*ACTIVITY*. Transcribe verbatim every line from the line containing "In this exercise you will tag the sandy" to the end of the entries, including both endpoints. Output nothing beyond those lines.

**** DATA FOR THIS EXERCISE ****

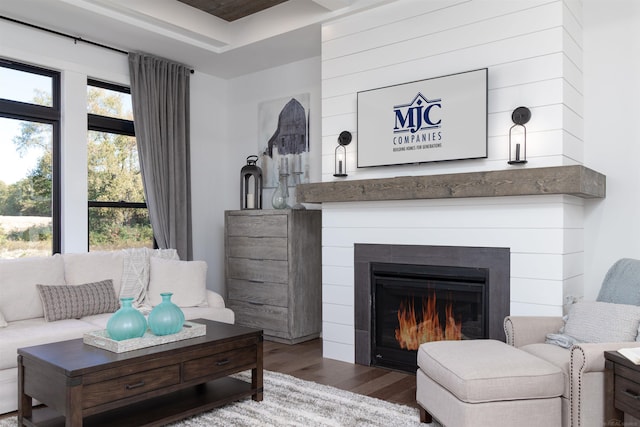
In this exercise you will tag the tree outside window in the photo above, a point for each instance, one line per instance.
(118, 217)
(29, 141)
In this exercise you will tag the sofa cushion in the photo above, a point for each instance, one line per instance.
(187, 280)
(94, 267)
(25, 333)
(593, 321)
(555, 355)
(488, 370)
(77, 301)
(19, 298)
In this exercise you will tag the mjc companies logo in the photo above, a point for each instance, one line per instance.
(418, 121)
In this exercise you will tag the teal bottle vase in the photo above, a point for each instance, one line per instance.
(127, 322)
(166, 318)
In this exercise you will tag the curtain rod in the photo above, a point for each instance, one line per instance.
(76, 39)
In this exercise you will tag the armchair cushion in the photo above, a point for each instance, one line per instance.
(598, 322)
(621, 284)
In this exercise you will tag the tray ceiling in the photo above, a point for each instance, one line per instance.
(230, 10)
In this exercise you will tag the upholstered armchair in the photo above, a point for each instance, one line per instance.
(587, 399)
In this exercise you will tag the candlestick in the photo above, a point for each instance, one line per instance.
(297, 164)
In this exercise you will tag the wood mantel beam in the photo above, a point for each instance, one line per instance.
(574, 180)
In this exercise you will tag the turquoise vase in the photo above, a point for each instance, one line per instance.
(127, 322)
(166, 318)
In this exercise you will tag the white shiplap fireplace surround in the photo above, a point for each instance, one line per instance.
(533, 51)
(535, 212)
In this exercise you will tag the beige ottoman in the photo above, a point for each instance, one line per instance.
(486, 383)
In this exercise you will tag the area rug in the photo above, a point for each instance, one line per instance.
(292, 402)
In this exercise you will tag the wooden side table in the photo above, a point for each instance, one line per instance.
(626, 383)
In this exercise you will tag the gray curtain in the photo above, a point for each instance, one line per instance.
(160, 97)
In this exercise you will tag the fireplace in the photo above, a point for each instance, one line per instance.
(407, 294)
(412, 304)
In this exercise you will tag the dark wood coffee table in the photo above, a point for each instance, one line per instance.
(147, 387)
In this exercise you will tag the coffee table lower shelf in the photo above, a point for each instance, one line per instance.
(160, 410)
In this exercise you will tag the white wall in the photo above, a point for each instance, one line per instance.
(612, 134)
(210, 173)
(533, 52)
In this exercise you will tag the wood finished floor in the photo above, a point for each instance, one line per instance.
(305, 361)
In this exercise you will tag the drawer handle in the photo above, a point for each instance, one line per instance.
(136, 385)
(632, 394)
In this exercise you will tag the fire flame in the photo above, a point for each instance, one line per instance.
(410, 334)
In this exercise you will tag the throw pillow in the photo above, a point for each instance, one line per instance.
(603, 322)
(76, 301)
(187, 280)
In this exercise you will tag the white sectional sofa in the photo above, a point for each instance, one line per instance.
(27, 314)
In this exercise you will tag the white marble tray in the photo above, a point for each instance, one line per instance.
(102, 340)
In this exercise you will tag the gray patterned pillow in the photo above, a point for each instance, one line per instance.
(76, 301)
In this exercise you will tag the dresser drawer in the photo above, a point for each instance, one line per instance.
(257, 226)
(267, 317)
(627, 396)
(208, 367)
(273, 248)
(129, 385)
(258, 270)
(259, 292)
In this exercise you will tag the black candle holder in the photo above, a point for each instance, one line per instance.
(251, 174)
(340, 155)
(518, 154)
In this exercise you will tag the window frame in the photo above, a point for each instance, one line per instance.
(18, 110)
(115, 125)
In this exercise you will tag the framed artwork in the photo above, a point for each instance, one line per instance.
(283, 139)
(443, 118)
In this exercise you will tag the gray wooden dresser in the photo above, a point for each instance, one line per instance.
(273, 270)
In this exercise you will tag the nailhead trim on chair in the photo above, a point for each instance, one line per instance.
(579, 391)
(511, 339)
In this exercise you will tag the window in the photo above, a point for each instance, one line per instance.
(29, 160)
(118, 215)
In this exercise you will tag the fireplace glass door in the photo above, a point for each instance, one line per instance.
(414, 304)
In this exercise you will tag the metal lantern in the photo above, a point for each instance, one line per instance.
(251, 185)
(518, 136)
(340, 166)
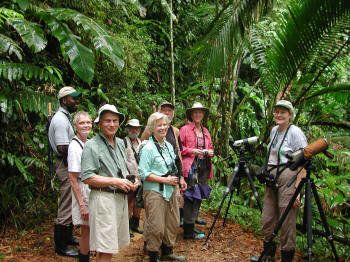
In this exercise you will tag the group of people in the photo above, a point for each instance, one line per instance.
(100, 178)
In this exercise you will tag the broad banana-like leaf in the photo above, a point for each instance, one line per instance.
(225, 32)
(31, 33)
(7, 45)
(311, 34)
(5, 13)
(101, 38)
(18, 71)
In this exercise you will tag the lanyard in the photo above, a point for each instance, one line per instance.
(113, 155)
(160, 152)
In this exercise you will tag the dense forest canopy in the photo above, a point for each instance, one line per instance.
(236, 56)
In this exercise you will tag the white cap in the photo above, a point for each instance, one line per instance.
(110, 108)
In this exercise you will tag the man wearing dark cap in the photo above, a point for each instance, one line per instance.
(60, 135)
(103, 168)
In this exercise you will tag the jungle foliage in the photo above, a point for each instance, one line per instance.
(236, 56)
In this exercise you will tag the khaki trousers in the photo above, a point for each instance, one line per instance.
(274, 206)
(64, 212)
(162, 221)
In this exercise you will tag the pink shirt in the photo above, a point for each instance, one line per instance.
(189, 141)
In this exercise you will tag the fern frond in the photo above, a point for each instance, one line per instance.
(7, 45)
(101, 38)
(226, 31)
(17, 71)
(31, 33)
(312, 27)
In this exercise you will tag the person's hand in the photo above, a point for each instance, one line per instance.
(84, 212)
(183, 184)
(123, 184)
(198, 152)
(171, 180)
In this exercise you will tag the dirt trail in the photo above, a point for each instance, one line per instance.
(230, 243)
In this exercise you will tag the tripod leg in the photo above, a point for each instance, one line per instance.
(308, 212)
(251, 182)
(228, 207)
(278, 226)
(324, 220)
(228, 189)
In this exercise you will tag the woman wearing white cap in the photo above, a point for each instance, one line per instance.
(284, 138)
(197, 169)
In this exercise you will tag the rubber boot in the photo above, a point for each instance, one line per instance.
(72, 240)
(190, 234)
(181, 217)
(153, 256)
(135, 223)
(61, 234)
(270, 255)
(84, 258)
(287, 256)
(168, 255)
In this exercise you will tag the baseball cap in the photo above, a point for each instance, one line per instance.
(110, 108)
(68, 91)
(133, 122)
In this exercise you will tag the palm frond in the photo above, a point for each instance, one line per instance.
(81, 58)
(341, 89)
(101, 38)
(18, 71)
(7, 45)
(226, 31)
(31, 33)
(312, 27)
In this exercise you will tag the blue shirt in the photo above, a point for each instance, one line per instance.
(151, 162)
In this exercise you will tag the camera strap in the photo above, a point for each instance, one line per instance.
(113, 155)
(160, 152)
(278, 152)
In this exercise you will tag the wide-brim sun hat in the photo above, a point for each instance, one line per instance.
(68, 91)
(133, 122)
(197, 105)
(287, 105)
(110, 108)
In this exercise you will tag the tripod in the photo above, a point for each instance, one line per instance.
(310, 188)
(241, 169)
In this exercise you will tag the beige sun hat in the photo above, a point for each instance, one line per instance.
(67, 91)
(287, 105)
(110, 108)
(133, 122)
(197, 105)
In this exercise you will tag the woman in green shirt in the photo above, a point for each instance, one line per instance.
(158, 171)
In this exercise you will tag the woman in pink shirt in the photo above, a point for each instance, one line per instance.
(196, 164)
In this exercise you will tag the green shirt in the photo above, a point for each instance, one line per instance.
(151, 162)
(101, 158)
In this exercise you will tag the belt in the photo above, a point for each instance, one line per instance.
(109, 190)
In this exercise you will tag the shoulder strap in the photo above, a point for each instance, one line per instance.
(78, 142)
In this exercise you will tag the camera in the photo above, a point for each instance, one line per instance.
(131, 178)
(265, 177)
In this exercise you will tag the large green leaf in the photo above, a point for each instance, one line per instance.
(31, 33)
(227, 30)
(18, 71)
(81, 58)
(7, 45)
(101, 38)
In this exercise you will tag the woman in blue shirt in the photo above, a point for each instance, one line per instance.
(158, 171)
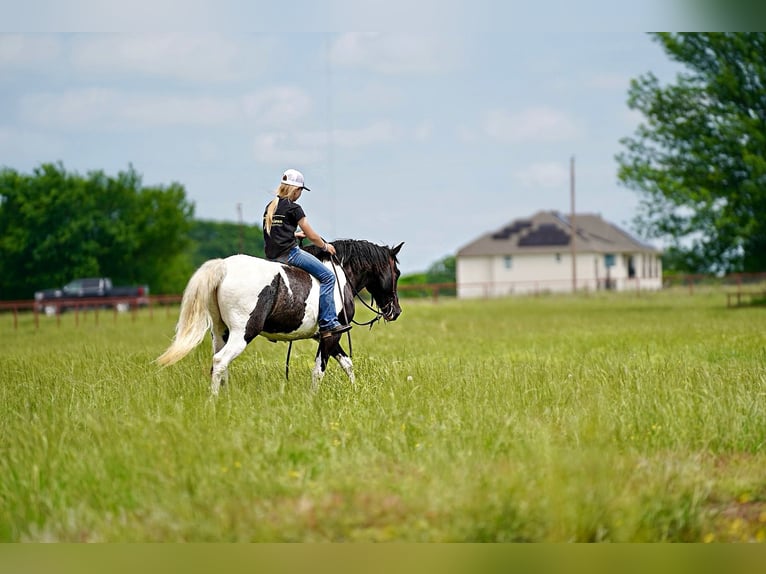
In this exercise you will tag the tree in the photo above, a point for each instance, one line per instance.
(699, 157)
(56, 226)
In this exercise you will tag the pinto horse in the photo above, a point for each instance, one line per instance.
(241, 297)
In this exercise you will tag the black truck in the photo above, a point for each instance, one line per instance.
(90, 292)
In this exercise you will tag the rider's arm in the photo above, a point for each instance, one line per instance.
(314, 237)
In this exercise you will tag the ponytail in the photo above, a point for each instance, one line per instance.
(270, 214)
(283, 191)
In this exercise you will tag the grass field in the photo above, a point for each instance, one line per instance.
(602, 418)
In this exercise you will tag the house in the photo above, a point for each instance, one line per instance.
(534, 255)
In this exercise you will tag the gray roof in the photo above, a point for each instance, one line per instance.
(550, 232)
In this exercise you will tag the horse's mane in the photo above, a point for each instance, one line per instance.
(359, 255)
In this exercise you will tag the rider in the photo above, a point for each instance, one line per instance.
(281, 219)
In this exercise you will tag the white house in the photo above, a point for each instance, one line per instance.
(534, 255)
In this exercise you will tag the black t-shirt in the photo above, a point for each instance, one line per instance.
(283, 225)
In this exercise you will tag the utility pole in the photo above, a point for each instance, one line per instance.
(241, 229)
(574, 226)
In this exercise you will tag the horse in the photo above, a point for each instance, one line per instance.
(240, 297)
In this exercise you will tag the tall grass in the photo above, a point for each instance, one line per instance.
(609, 418)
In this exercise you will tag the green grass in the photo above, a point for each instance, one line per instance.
(602, 418)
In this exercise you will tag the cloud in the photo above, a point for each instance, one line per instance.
(393, 53)
(313, 146)
(277, 106)
(23, 145)
(618, 82)
(537, 124)
(102, 109)
(191, 57)
(543, 175)
(28, 51)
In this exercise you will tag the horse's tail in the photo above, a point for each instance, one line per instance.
(194, 320)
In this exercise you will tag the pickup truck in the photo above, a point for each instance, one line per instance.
(85, 292)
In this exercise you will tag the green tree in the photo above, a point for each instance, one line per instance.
(56, 226)
(699, 157)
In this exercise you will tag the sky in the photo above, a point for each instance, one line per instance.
(431, 136)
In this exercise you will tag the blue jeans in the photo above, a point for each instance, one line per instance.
(297, 257)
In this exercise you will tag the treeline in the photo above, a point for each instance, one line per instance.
(56, 226)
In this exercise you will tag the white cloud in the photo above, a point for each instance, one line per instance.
(284, 148)
(538, 124)
(393, 53)
(543, 175)
(277, 106)
(610, 82)
(28, 51)
(23, 145)
(195, 57)
(102, 109)
(373, 134)
(314, 146)
(423, 131)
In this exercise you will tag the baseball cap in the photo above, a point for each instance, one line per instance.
(294, 177)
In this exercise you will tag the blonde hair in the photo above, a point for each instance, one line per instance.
(284, 191)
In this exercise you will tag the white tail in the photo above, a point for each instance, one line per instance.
(194, 320)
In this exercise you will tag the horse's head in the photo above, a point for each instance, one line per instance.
(382, 285)
(369, 266)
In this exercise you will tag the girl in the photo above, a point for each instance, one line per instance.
(281, 219)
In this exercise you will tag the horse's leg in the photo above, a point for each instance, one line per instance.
(344, 361)
(326, 344)
(231, 350)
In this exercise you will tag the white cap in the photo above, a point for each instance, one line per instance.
(294, 177)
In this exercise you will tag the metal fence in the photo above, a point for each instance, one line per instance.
(97, 306)
(739, 288)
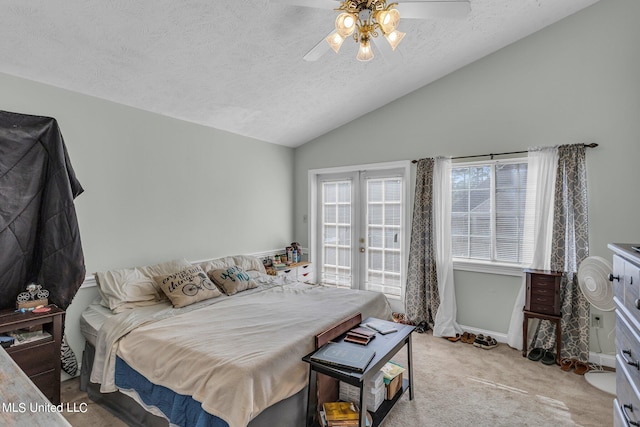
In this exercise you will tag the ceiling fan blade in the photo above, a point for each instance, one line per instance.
(433, 9)
(318, 4)
(318, 50)
(390, 56)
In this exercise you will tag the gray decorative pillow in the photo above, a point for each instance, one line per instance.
(187, 286)
(232, 279)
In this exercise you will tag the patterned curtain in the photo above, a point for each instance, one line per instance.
(570, 246)
(422, 298)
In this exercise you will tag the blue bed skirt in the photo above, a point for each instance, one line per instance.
(181, 410)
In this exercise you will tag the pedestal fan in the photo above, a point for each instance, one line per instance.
(593, 279)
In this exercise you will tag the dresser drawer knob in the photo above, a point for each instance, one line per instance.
(633, 363)
(626, 415)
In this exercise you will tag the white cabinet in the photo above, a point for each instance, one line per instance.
(626, 290)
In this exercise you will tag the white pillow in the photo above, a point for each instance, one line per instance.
(135, 287)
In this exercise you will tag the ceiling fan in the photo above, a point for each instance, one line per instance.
(365, 20)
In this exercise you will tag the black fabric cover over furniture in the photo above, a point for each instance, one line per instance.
(39, 234)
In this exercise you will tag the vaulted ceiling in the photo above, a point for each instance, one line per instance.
(237, 65)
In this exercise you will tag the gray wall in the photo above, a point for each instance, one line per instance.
(158, 188)
(575, 81)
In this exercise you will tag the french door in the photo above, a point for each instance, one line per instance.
(360, 230)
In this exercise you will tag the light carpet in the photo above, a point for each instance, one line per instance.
(459, 384)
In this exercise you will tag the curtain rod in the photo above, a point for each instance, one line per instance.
(592, 145)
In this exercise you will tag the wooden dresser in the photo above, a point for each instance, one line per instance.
(626, 290)
(543, 292)
(40, 359)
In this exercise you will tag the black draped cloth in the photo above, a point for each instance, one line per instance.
(39, 234)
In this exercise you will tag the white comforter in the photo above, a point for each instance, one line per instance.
(236, 355)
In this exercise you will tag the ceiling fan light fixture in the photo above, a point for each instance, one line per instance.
(335, 41)
(388, 20)
(394, 38)
(346, 24)
(365, 53)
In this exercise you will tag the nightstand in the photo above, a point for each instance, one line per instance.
(299, 271)
(39, 359)
(542, 302)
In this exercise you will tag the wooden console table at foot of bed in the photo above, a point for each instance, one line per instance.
(386, 346)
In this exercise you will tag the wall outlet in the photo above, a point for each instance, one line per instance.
(596, 321)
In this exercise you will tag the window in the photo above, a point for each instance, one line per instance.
(487, 213)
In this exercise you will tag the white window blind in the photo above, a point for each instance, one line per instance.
(488, 203)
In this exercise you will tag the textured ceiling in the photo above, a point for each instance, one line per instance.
(237, 65)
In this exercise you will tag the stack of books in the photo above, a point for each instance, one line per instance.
(373, 392)
(341, 414)
(360, 335)
(381, 326)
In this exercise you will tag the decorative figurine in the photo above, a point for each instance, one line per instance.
(33, 297)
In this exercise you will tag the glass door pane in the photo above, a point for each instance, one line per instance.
(384, 236)
(336, 228)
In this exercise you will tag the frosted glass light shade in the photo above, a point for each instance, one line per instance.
(365, 53)
(394, 38)
(335, 41)
(388, 20)
(345, 24)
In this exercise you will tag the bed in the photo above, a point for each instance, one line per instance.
(231, 360)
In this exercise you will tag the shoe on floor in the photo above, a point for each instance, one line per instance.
(479, 341)
(422, 327)
(568, 364)
(549, 358)
(536, 354)
(489, 343)
(468, 338)
(454, 339)
(581, 368)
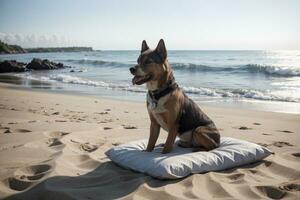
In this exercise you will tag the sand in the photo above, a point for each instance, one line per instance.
(52, 147)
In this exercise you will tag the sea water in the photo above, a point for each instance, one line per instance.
(263, 80)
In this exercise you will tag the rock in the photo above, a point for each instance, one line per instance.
(12, 66)
(38, 64)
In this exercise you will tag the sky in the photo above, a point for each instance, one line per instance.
(123, 24)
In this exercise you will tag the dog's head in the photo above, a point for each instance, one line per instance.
(152, 64)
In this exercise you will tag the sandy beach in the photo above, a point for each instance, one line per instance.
(52, 147)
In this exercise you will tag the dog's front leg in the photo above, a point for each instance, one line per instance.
(154, 133)
(170, 140)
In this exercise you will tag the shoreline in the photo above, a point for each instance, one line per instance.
(245, 104)
(50, 143)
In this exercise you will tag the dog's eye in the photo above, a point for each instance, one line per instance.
(147, 62)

****

*TASK ANSWER*.
In this exercise you will tag the sandy beach in the photo above, a point for each instance, one line per instance.
(52, 147)
In this exercise you will tag the dog's front leg in the photo above, a point for each instance, one line per instance.
(154, 133)
(170, 140)
In this exercise you will tag the shoreline in the photo above, a point for each instance, one line per instance.
(245, 104)
(50, 143)
In this exercise you will tag the dog's eye in the photo above, a point for each instance, one line per instance.
(147, 62)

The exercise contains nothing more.